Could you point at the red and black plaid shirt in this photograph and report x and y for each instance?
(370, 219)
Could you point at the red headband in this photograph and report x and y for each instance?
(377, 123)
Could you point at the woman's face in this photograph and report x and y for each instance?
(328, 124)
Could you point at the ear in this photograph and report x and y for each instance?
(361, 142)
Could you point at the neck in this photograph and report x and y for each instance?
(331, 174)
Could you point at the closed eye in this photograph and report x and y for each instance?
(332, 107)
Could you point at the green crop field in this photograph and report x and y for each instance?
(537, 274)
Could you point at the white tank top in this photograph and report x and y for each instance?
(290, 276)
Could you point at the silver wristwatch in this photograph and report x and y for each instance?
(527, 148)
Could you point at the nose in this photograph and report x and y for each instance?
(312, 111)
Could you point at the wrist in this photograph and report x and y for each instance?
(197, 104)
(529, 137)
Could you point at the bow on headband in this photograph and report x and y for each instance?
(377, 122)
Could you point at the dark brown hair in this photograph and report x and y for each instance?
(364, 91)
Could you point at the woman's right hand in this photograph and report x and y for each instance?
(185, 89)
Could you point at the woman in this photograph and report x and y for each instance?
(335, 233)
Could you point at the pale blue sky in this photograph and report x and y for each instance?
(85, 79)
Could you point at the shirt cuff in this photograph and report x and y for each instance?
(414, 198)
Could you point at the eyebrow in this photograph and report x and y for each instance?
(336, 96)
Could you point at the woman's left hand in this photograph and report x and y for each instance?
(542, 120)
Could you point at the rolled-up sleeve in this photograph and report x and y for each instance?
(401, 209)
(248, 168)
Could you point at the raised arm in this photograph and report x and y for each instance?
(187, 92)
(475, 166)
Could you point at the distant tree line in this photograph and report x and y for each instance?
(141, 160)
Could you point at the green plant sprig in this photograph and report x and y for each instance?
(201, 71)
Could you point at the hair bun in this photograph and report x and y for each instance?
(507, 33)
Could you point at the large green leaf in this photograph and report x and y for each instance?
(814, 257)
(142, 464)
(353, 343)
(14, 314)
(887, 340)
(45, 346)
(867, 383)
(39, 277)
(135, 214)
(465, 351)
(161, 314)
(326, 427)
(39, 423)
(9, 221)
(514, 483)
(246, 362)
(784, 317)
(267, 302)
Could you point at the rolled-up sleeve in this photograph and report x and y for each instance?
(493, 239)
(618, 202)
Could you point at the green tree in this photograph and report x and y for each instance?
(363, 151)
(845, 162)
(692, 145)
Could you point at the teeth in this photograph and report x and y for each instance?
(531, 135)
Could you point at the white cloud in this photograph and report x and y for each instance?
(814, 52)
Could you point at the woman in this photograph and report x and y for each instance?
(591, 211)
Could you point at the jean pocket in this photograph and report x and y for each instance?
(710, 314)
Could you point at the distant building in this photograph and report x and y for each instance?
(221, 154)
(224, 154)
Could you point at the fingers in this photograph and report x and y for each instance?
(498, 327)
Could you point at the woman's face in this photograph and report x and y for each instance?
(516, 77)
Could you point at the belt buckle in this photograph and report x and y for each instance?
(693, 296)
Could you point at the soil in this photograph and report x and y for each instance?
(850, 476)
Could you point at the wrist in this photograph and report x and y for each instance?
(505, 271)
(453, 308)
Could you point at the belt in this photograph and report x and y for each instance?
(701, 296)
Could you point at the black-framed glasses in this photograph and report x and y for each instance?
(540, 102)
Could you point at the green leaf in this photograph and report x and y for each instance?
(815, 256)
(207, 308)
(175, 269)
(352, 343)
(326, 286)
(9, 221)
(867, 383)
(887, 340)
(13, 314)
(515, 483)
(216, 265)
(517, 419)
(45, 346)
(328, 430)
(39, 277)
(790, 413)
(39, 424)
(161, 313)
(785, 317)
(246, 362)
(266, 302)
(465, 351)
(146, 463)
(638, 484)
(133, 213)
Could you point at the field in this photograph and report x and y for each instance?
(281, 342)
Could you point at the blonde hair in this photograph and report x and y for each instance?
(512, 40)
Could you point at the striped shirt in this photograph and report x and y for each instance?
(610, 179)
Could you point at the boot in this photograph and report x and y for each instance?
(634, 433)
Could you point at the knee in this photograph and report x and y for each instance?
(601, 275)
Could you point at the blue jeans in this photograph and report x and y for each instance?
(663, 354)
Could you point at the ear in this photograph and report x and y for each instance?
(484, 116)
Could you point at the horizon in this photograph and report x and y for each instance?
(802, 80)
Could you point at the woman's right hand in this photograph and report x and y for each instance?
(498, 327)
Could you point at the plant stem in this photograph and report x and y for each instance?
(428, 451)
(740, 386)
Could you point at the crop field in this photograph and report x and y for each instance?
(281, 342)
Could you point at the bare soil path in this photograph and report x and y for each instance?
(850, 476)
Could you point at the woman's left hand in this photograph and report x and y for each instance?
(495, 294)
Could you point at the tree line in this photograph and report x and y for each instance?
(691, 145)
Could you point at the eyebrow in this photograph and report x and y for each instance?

★ ★ ★

▸ Goal:
Copy every item above verbatim, keeping the original wording and line order.

▸ Written response:
Could you point at the red and black plaid shirt in this photograph and report x and y for each instance?
(370, 219)
Could you point at the red headband in this photograph and report x and y for each instance?
(377, 123)
Could you point at the woman's face in this photograph and report x and y for each instance?
(328, 124)
Could you point at the ear in this photograph and report x and y for each instance?
(361, 142)
Could you point at the neck in this photograph and report x and y for each instance?
(331, 174)
Could you point at the closed eye in this photograph and report x and y for each instance?
(332, 107)
Could you point at the green crop field in this photograph and report x and y for each instance?
(537, 274)
Could you point at the white tank top in this photograph and report x and y for each instance?
(290, 276)
Could you point at the silver wristwatch in this photograph and report x and y for each instance?
(527, 148)
Could you point at the nose in this photograph and report x and y for each instance?
(312, 111)
Could you point at the wrist in this photograph and report x and y for each instance?
(197, 104)
(529, 137)
Could you point at the bow on headband in this photograph and report x and y for each instance?
(377, 122)
Could you point at the dark brown hair in this photograph and report x and y for each instance?
(364, 91)
Could you point at the woman's right hand in this photograph and report x and y for each instance?
(185, 89)
Could you point at the woman in this photograph and report x and y for each instance?
(335, 233)
Could you point at the pale blue sky in this photograph and report x and y for each instance?
(85, 79)
Could you point at the shirt cuff in this photograph and report x and y for each instance?
(414, 198)
Could you point at the eyebrow in this photograph and report x and y for each instance?
(336, 96)
Could you point at the woman's left hand in this photograph and report x and y for each instance?
(542, 120)
Could you point at the rolled-up sleeve in this photograph and report x and y for each instance?
(401, 209)
(248, 168)
Could you point at the raised arm in this photograph and report x and y for each instance?
(187, 92)
(475, 166)
Could you point at the distant tree line in this photograph and report x and y for each instance?
(141, 160)
Could you point at the green plant sprig in this photograph and report x and y for each instance?
(201, 71)
Could you point at the hair bun in this photograph and report x and y for each instance?
(507, 33)
Could you point at the large green leaf in this photograph and report x and y for each instance?
(814, 257)
(142, 464)
(353, 343)
(14, 314)
(887, 340)
(45, 346)
(867, 383)
(39, 277)
(135, 214)
(465, 351)
(161, 314)
(326, 427)
(39, 423)
(9, 221)
(514, 483)
(246, 362)
(784, 317)
(267, 302)
Could you point at the rolled-up sleeve in this photograph and report x and y for each instance?
(493, 239)
(618, 202)
Could you point at the green tree in this photograph and report x and y for each instance?
(363, 151)
(845, 162)
(692, 145)
Could you point at the teeth in this photograph and report x and y for each instance?
(531, 135)
Could you point at the white cloud in this photograph and report x and y for each instance?
(814, 52)
Could you point at the woman in this photograph and report x and y for each instance?
(591, 211)
Could you point at the jean pocket in this photograph and report x and y for each instance?
(710, 314)
Could you point at the distant building in this photograph and report x and y for each instance?
(221, 154)
(224, 154)
Could you point at the fingers in this photograph and report x and y for each instance?
(498, 327)
Could you point at the woman's face in this photograph and report x and y for each instance?
(516, 77)
Could you point at the belt buckle in this photograph and report x and y for each instance?
(693, 296)
Could you point at the soil in this photograph and report x and y for each instance?
(850, 476)
Could you point at the wrist in this photograph and report x and y for each instance?
(505, 271)
(453, 308)
Could you point at the belt in this photograph and report x and y for each instance?
(701, 296)
Could you point at the black-framed glasses in this photograph and report x and y for each instance?
(540, 102)
Could you point at the green leaf in this photograph and report x and y for each instance?
(815, 256)
(207, 308)
(175, 269)
(352, 343)
(326, 286)
(9, 221)
(867, 383)
(887, 340)
(13, 314)
(515, 483)
(216, 265)
(517, 419)
(45, 346)
(328, 430)
(39, 277)
(790, 413)
(39, 424)
(161, 313)
(785, 317)
(246, 362)
(266, 302)
(465, 351)
(146, 463)
(638, 484)
(133, 213)
Could you point at the field in this photograph and report x and y for each instance?
(281, 342)
Could you point at the blonde hair in this photograph and report x and y for each instance?
(512, 40)
Could you point at the striped shirt in this photograph and report x and y for each instance?
(610, 179)
Could you point at the boot in this photograph and report x and y for each instance?
(634, 433)
Could you point at the knee in this photograph and report x and y for each instance?
(601, 275)
Could you point at the blue jeans in this photograph and report x and y for each instance?
(663, 354)
Could you point at the ear in this photograph and report x and y for each instance?
(484, 116)
Could you point at the horizon in this photograph and report x and y for each instance?
(802, 80)
Could you point at the woman's right hand in this photograph and report x and y for each instance?
(498, 327)
Could you point at the plant stem in this photograph and report x and y for each instance?
(428, 451)
(740, 386)
Could you point at the crop field in this photograph and report x and y for each instance?
(281, 342)
Could you point at the bare soil path in this photograph and report x and y for each instance?
(850, 476)
Could you point at the woman's left hand in this photograph and report x and y for each instance?
(495, 294)
Could you point at the tree line in this photograph and report x and y for each instance?
(691, 145)
Could you point at the eyebrow in this photograph and report x and y for each instance?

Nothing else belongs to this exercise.